PROMPT
Copy every entry. Do not alter a single word.

──────────

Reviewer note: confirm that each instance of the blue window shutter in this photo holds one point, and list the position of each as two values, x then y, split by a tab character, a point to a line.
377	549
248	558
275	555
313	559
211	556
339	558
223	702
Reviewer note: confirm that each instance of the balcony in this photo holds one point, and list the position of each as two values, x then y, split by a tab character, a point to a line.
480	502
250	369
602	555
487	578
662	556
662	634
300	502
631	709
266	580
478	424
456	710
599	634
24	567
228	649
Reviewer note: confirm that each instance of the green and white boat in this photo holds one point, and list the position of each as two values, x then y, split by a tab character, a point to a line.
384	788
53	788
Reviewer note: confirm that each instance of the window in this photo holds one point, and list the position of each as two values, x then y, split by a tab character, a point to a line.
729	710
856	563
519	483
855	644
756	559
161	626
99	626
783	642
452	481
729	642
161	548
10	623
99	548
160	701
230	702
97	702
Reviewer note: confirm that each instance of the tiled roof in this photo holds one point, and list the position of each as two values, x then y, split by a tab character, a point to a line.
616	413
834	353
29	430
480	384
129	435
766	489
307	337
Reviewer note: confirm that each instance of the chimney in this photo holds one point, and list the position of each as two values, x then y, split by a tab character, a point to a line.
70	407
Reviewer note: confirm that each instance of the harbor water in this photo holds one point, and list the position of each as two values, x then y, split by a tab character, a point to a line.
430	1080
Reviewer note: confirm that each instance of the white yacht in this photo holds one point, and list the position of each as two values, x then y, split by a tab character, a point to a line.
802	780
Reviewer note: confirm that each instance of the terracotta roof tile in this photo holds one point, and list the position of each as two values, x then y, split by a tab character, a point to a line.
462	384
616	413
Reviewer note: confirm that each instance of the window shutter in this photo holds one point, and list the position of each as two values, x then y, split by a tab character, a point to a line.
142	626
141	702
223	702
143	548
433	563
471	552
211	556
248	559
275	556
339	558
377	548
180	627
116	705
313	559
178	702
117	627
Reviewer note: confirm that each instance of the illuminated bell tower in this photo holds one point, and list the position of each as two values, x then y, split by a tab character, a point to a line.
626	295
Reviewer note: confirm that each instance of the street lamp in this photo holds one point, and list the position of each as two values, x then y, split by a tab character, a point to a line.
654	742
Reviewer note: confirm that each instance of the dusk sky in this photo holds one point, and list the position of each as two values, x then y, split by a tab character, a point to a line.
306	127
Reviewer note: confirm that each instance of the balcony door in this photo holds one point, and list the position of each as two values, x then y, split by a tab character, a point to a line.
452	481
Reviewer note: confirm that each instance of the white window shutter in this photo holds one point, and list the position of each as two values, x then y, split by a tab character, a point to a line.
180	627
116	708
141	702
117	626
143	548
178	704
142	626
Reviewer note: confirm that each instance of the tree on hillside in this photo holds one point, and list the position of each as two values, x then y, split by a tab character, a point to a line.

──────────

ANSWER BELOW
Reviewer note: confirm that each instance of the blue window shutter in this photo holds one point, and list the position of each as two values, x then y, split by a tab character, a point to a line.
377	549
248	558
275	555
313	559
211	556
339	558
223	702
Reviewer note: confirm that each instance of the balcony in this photo holds one point, and list the position of each as two values, x then y, split by a tab character, a point to a line.
480	502
250	369
602	555
487	578
662	556
662	634
300	502
631	709
266	580
478	424
456	710
599	634
24	567
228	649
Reviewer note: confirm that each instance of the green and white boat in this photo holds one point, and list the position of each as two values, x then y, split by a tab character, a point to a line.
384	788
53	788
Reviewer note: confirm that each instance of the window in this photo holds one point, and list the position of each as two values, x then y, split by a tab character, a point to a line.
729	710
856	563
519	483
855	644
756	559
161	626
99	626
783	642
452	481
729	642
161	548
10	623
99	548
160	701
230	702
97	702
Reviewer note: confirm that each instance of the tiled roof in this photo holds one point, and list the position of each as two values, x then y, split by a tab character, a point to a line.
616	413
834	353
29	430
480	384
129	435
766	489
307	337
Reviewer note: confirm that each instance of the chimney in this photo holds one point, and list the position of each as two values, x then y, split by a tab character, a point to a line.
70	407
Reviewer note: confirm that each instance of the harbor water in this photo holds one point, and list the position of each as two values, x then y, split by a tab character, a point to a line.
430	1080
Reviewer note: confirm that each instance of the white yacht in this photo holds one point, and list the position of each as two values, x then y, split by a tab character, a point to a line.
802	780
Reviewer note: confirm that each instance of the terracotta roof tile in this photo holds one point, and list the position of each as two values, x then y, split by a tab character, a point to a line.
462	384
616	413
Reviewer note: confirm that each instance of the window shutter in this photo holds one point, and list the position of each as two values, x then y, split by a tab character, a point to a line.
142	626
141	702
223	702
143	548
433	563
471	552
211	556
248	559
275	556
339	558
377	548
180	627
116	705
313	559
178	702
117	627
Reviewer note: confirm that each instance of the illuminated bell tower in this photo holds one point, and list the position of each as two values, x then y, split by a tab character, a point to a line.
626	295
Reviewer note: confirm that each instance of the street lamp in this photo holds one point, and list the position of each as two values, x then y, split by a tab character, a point to a line.
654	742
Reviewer note: confirm that each instance of the dusk sky in this photo holds one point, and list the position of each as two values, x then y, split by a tab character, a point to a line.
306	127
Reviewer note: confirm that each instance of the balcony door in this photo holds one point, and list the position of each as two values, x then y, split by a tab character, a point to a line.
452	481
Reviewer note: confirm that each instance of the white window shutter in this photo holds one point, and list the position of each as two values, x then y, split by a tab character, a point to a line.
180	627
116	708
141	702
117	626
143	548
178	704
142	626
Reviewer note: confirm that each instance of the tree on hillside in this photo holds one point, and list the position of each as two values, x then y, split by a tab character, a point to a line.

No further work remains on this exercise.